§ Available records:
□ □ □ □ □
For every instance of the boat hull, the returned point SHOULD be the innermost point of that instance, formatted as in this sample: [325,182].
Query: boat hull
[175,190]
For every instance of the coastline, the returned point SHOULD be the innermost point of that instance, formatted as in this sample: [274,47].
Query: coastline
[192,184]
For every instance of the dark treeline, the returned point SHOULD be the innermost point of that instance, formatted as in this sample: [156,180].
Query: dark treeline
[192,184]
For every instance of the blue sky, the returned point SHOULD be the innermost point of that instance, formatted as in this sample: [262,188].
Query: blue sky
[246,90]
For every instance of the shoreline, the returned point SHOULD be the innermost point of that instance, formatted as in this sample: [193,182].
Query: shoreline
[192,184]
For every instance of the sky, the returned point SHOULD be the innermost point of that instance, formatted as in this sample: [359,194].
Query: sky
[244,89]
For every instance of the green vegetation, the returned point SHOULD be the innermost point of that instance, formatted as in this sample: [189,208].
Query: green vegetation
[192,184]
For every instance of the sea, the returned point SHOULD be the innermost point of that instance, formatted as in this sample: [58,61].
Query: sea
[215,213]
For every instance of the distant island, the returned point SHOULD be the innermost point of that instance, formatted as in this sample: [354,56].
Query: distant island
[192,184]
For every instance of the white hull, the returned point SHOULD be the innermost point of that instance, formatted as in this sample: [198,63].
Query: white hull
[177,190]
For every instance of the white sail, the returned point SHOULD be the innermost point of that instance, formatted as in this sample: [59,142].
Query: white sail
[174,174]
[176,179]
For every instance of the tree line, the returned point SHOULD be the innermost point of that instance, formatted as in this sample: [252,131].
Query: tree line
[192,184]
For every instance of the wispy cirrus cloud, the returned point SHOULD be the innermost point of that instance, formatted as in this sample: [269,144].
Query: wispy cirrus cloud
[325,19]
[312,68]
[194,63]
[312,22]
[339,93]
□ □ □ □ □
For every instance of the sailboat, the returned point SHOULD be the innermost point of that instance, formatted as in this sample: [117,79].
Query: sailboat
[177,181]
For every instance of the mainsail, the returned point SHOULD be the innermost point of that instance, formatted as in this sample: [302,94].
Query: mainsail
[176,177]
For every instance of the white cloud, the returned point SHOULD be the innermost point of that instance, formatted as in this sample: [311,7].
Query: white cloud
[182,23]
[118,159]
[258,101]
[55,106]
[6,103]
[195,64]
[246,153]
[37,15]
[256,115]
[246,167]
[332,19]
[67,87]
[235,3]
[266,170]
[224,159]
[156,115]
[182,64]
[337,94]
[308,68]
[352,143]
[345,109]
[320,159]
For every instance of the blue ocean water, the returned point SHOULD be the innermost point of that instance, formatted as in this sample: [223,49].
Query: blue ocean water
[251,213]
□ □ □ □ □
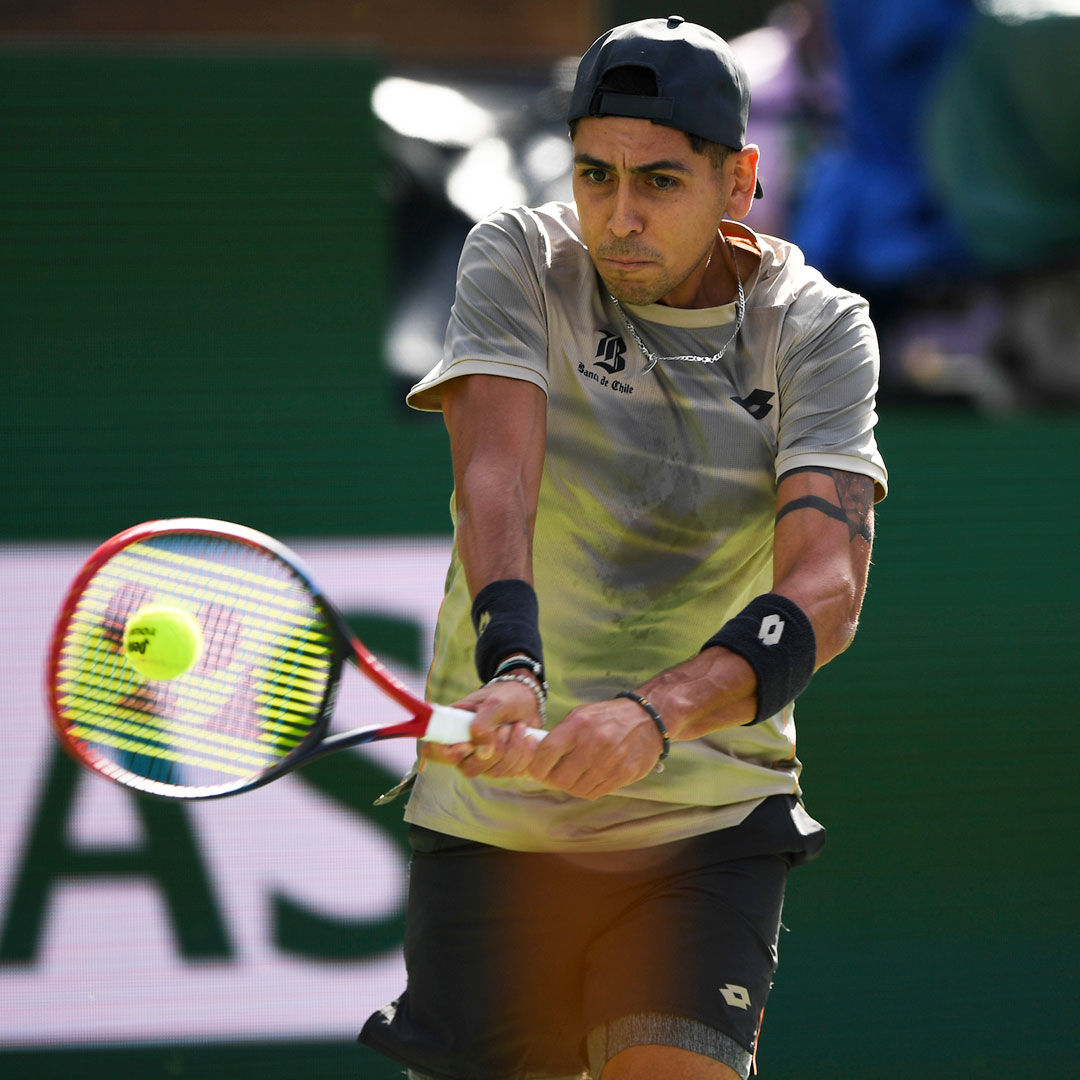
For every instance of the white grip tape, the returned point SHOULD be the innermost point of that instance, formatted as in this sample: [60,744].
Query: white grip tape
□ □ □ □ □
§ Brief: Copy each line of the data above that contains the string "mainsail", matching case exactly.

§ The response:
For every instance of the mainsail, the returned point SHOULD be the innermost point of that instance, formatted as in this sample: [302,94].
Query: mainsail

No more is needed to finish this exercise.